*Provided passage:*
◇ ◇ ◇

Simple Snapshots – Guaranteed Data Loss

This blog post is a continuation of my series on the use of storage snapshots for backup/recovery of Oracle databases.  #SnapshotBackups

Elegant Simplicity Brings Limitations

It’s very easy to see why snapshots seem so magical, especially in the Simple Snapshot implementation.  This is a very simple solution and quite easy to understand.  However, there are several disadvantages as we shall see below.  The simplicity is both a blessing and a curse of this design.

Simple Snapshot Configuration

In a simple snapshot configuration, the entire database and online redo logs reside within a single snapshot or consistency group.  A snapshot is created at a consistent point in time for all of those data structures.

screen-shot-2017-01-03-at-1-00-37-pm

This example shows a database and online redo logs that belong to a single snapshot or consistency group.  Three snapshots are taken over the course of time as indicated in red, orange, and blue.  Snapshots always reside within the same disk array as the primary copy of the database, so the disk array is a single point of failure.  Storage Administrator intervention is required to revert to (restore) a snapshot, so the DBA cannot work alone during recovery.  Finally, the simple snapshot configuration only allows you to REVERT to a snapshot, not recovery to points in time (or SCN’s) between snapshots.

Fundamental Challenges

The fundamental challenge is that Oracle databases consist of a set of interrelated structures that are constantly changing.  Oracle databases are never “quiesced” unless they are completely shutdown for a COLD backup, and very few customers can tolerate database downtime simply to perform a backup.  The following diagram shows some of the object relationship that exist within an Oracle database.

◇ ◇ ◇

*The tasks:*
a: Name the colors the snapshot blog post above uses to mark the three snapshots taken over time.
b: Resume the snapshot blog post above, picking up right after its final sentence.

*Given data:*

◇ ◇ ◇

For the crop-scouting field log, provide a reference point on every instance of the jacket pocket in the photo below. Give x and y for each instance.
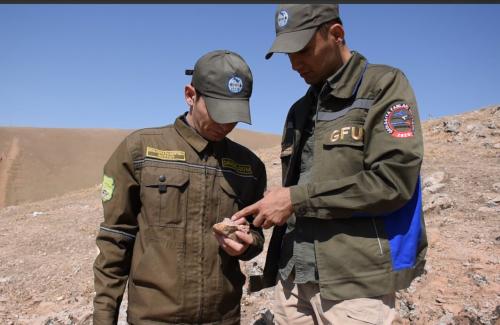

◇ ◇ ◇

*Per-task answers:*
a: Red, orange, and blue.

b:
screen-shot-2017-01-03-at-1-17-03-pm

The diagram above shows a very simple database consisting of 2 tables, which are the EMP (Employee) and DEPT (Department) tables.  Each employee belongs to a department, so these two tables have a relationship defined between them.  Each table typically has one or more indexes defined on it, and indexes are obviously related to the data in the tables.  All of the indexes, tables, and other structures are recorded in the database metadata, which is stored in the Data Dictionary.  As transactions are executed against the database, Oracle stores UNDO information (needed to back-out changes) as well as REDO information, which is needed during database recovery.

All of the data in the database is mapped onto a set of files.  The database is constantly changing, and the underlying files are constantly changing.  Storage snapshots essentially emulate what happens during a system crash.  One of the core features of any database engine is to recover from a system crash without causing corruption in the database.  The Simple Snapshot configuration leverages this core feature of the database engine.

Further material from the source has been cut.